Stored entries:
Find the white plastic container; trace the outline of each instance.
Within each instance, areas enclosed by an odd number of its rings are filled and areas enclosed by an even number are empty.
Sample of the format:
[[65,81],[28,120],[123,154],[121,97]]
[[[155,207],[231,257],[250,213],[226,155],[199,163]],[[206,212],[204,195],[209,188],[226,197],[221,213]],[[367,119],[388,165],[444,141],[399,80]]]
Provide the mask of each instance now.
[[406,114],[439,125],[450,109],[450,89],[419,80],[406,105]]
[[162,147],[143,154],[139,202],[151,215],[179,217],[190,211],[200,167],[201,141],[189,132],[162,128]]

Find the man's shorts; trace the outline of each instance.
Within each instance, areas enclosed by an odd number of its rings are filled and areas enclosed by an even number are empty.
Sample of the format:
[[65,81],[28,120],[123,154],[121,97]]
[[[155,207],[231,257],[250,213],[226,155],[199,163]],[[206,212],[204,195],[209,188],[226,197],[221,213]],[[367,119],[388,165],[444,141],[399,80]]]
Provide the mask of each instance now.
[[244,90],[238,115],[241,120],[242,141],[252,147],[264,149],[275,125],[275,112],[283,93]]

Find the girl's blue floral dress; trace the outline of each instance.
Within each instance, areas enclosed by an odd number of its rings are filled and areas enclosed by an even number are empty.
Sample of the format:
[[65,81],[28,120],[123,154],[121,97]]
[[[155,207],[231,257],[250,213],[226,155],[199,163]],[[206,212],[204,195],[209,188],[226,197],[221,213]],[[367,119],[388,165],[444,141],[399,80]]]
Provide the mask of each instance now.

▸ Exercise requirements
Transcribe every one of the records above line for line, without changing anything.

▸ Answer to this problem
Find the white plastic container; trace the outline of each instance.
Within each instance, areas enclosed by an odd number of its rings are filled and areas enclosed by an even number are empty.
Sample of the format:
[[65,81],[28,120],[123,154],[121,97]]
[[[155,207],[231,257],[250,213],[226,155],[199,163]],[[206,212],[204,195],[209,188],[226,197],[221,213]],[[367,119],[388,165],[444,141],[399,80]]]
Provide the mask of each instance now.
[[406,114],[439,125],[450,109],[450,89],[419,80],[406,105]]
[[162,147],[143,154],[139,202],[151,215],[179,217],[190,211],[200,167],[201,141],[189,132],[162,128]]

Find the man's shorts; trace the outline of each instance.
Within each instance, areas enclosed by an odd number of its rings are filled and areas enclosed by an even number are empty.
Sample of the format:
[[65,81],[28,120],[123,154],[121,97]]
[[[155,207],[231,257],[250,213],[226,155],[199,163]],[[206,212],[204,195],[209,188],[226,197],[221,213]],[[367,119],[388,165],[444,141],[399,80]]]
Provide the mask of each instance now.
[[244,90],[238,115],[241,120],[242,141],[252,147],[264,149],[275,125],[275,112],[283,93]]

Find the girl's blue floral dress; trace the outline of each instance.
Within each instance, areas enclosed by an odd number of its rings are filled and areas enclosed by an even number are empty.
Sample of the format:
[[65,81],[28,120],[123,154],[121,97]]
[[[155,207],[231,257],[250,213],[226,155],[199,163]],[[206,212],[204,195],[209,188],[226,197],[221,213]],[[367,119],[388,165],[444,141],[399,80]]]
Provide the mask of each instance now.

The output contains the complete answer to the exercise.